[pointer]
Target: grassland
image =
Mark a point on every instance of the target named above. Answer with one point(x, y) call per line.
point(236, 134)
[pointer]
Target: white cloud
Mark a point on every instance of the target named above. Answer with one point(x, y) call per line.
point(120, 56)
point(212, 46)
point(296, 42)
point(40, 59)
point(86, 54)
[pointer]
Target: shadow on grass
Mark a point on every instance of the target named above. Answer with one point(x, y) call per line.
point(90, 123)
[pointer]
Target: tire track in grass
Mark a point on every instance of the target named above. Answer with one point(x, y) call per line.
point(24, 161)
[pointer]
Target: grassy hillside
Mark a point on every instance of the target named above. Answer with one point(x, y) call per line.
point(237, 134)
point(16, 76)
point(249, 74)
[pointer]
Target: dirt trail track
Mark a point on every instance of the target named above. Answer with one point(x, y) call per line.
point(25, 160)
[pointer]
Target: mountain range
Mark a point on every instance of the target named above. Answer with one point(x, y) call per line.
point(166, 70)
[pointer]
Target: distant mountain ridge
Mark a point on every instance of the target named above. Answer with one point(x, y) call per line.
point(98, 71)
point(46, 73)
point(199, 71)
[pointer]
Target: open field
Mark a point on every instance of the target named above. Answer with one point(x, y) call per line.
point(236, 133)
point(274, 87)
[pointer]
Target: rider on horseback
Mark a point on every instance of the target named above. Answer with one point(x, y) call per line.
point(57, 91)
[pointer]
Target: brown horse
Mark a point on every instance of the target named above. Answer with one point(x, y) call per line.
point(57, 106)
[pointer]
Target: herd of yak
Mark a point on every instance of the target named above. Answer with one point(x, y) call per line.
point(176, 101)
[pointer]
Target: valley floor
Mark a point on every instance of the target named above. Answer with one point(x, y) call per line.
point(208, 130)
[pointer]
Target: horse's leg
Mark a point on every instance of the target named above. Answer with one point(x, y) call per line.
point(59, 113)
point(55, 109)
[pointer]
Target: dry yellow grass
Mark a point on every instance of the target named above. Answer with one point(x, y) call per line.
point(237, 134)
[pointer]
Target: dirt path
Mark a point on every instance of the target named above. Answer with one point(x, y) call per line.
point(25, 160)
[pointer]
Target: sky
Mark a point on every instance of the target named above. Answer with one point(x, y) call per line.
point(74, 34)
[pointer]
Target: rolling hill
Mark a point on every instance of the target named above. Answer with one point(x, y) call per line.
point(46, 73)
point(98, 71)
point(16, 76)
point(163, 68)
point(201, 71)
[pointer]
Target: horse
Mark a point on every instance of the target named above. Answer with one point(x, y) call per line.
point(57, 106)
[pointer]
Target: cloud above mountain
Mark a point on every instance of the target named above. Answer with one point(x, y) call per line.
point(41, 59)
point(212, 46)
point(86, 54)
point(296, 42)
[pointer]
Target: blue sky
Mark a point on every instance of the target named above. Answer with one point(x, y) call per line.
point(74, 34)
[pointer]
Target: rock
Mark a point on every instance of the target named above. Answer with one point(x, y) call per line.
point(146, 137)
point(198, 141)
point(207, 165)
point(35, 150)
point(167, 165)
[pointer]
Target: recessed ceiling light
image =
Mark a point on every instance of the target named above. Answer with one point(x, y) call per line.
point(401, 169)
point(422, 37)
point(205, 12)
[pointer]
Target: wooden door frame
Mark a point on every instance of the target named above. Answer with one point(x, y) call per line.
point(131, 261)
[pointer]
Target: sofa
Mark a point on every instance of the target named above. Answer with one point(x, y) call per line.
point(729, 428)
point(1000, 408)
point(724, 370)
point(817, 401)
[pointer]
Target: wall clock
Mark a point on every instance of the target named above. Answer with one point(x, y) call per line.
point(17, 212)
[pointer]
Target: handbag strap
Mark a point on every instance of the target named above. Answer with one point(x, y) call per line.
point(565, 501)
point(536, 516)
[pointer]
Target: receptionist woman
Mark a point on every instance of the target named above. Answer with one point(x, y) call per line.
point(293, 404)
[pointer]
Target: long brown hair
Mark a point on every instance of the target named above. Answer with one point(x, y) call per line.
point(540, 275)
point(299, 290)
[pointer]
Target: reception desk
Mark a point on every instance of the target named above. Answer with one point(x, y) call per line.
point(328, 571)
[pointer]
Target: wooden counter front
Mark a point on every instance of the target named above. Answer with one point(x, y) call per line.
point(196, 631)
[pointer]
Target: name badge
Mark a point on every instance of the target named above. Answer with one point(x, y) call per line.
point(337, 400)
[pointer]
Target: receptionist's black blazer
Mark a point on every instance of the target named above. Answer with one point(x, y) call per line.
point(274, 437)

• _Stated task_:
Please output every record, keeping each line exact.

• _Completed task_:
[pointer]
Target: grassland
image =
Mark a point on every instance of the target named above. Answer with one point(x, y) call per line.
point(236, 134)
[pointer]
Target: white cloud
Mark a point on every instance of the target named above. Answer with one point(x, y) call per line.
point(120, 56)
point(212, 46)
point(296, 42)
point(40, 59)
point(86, 54)
[pointer]
Target: shadow on grass
Mark a point on every instance of the target named above. Answer with one point(x, y) call per line.
point(90, 123)
[pointer]
Target: tire track in grass
Mark a point on every instance of the target named above. Answer with one point(x, y) call per line.
point(24, 161)
[pointer]
Target: grassy hillside
Mark a point on every instance of the target named above. Answer with one point(x, y) call per line.
point(237, 134)
point(16, 76)
point(249, 74)
[pointer]
Target: dirt trail track
Mark a point on every instance of the target named above. Answer with one point(x, y) call per line.
point(25, 160)
[pointer]
Target: mountain range
Mark a point on every instance of the target named above. Answer with one point(x, y) call per line.
point(166, 70)
[pointer]
Target: distant mountain ridge
Mark a point on every instance of the target named above. Answer with one point(x, y) call per line.
point(98, 71)
point(46, 73)
point(199, 71)
[pointer]
Target: open field
Mark a point on every instance of the target named above. Answer with one point(x, y) call per line.
point(236, 133)
point(274, 87)
[pointer]
Target: rider on horseback
Mark a point on every instance of the target named above. Answer with one point(x, y) call per line.
point(57, 91)
[pointer]
Target: brown horse
Mark a point on every instance of the target named above. Answer with one point(x, y) call per line.
point(57, 106)
[pointer]
Target: herd of yak
Mark a point on every instance of the target named above. Answer with one point(x, y) call per line.
point(176, 101)
[pointer]
Target: valley floor
Mark a point on every instance of the target named above. Answer with one point(x, y) call per line.
point(208, 130)
[pointer]
Target: horse's leg
Mark a point on every instance of the target named above. Answer with one point(x, y) call per line.
point(59, 113)
point(55, 109)
[pointer]
Target: dry yellow grass
Mark a point on every instance of the target named above. Answer with one point(x, y) call per line.
point(237, 134)
[pointer]
Target: dirt path
Mark a point on every instance of the target named above. Answer with one point(x, y) call per line.
point(25, 160)
[pointer]
Target: sky
Mark a point on every instance of the target named above. Answer with one point(x, y) call per line.
point(74, 34)
[pointer]
Target: rolling hill
Mark a point on every instance of the target named above. Answer with one point(x, y) call per line.
point(46, 73)
point(98, 71)
point(16, 76)
point(163, 68)
point(201, 71)
[pointer]
Target: horse
Mark a point on every instance of the target named above. Answer with one point(x, y) call per line.
point(57, 106)
[pointer]
Target: cloud above mountain
Mark a point on every instance of the target named above. Answer with one point(x, y) call per line.
point(41, 59)
point(212, 46)
point(86, 54)
point(296, 42)
[pointer]
Target: blue sky
Mark a point on every instance of the target named above. Answer with one point(x, y) call per line.
point(74, 34)
[pointer]
Target: rock
Mark a point on every instance of the target named above. Answer with one point(x, y) call per line.
point(146, 137)
point(198, 141)
point(207, 165)
point(35, 150)
point(167, 165)
[pointer]
Target: recessed ceiling light
image =
Mark a point on every instance of the target named above. Answer with one point(x, y) call per line.
point(401, 169)
point(422, 37)
point(205, 12)
[pointer]
Target: wooden door frame
Mark a point on every instance of the target named above. Answer with one point(x, y) call per line.
point(131, 261)
[pointer]
Target: sofa
Mark a point on every instance of the target named above. Answer with one point(x, y) call per line.
point(729, 428)
point(1000, 408)
point(724, 370)
point(817, 401)
[pointer]
Target: wall clock
Mark a point on every instance of the target named above. Answer with one point(x, y) call per line.
point(17, 212)
[pointer]
Target: handbag strap
Mark a point on every instance of the target named above. Answer with one point(x, y) call per line.
point(565, 501)
point(536, 516)
[pointer]
Target: receptionist woman
Mark a point on every instance of the target named above. Answer with one point(x, y) call per line.
point(293, 404)
[pointer]
Target: long brown hair
Mark a point on every instance of the target named above. Answer with one point(x, y) call per line.
point(540, 275)
point(299, 290)
[pointer]
Target: reception desk
Mark a point on every instance of the target named above. Answer with one point(x, y) call per line.
point(328, 571)
[pointer]
Target: wooden counter front
Mark a point on every instance of the target named above. Answer with one point(x, y) call per line.
point(196, 631)
[pointer]
Target: name badge
Mark a point on every instance of the target named above. Answer with one point(x, y) call per line.
point(337, 400)
[pointer]
Target: receptionist's black blazer
Mark a point on every instance of the target named above. Answer with one point(x, y) call per line.
point(274, 437)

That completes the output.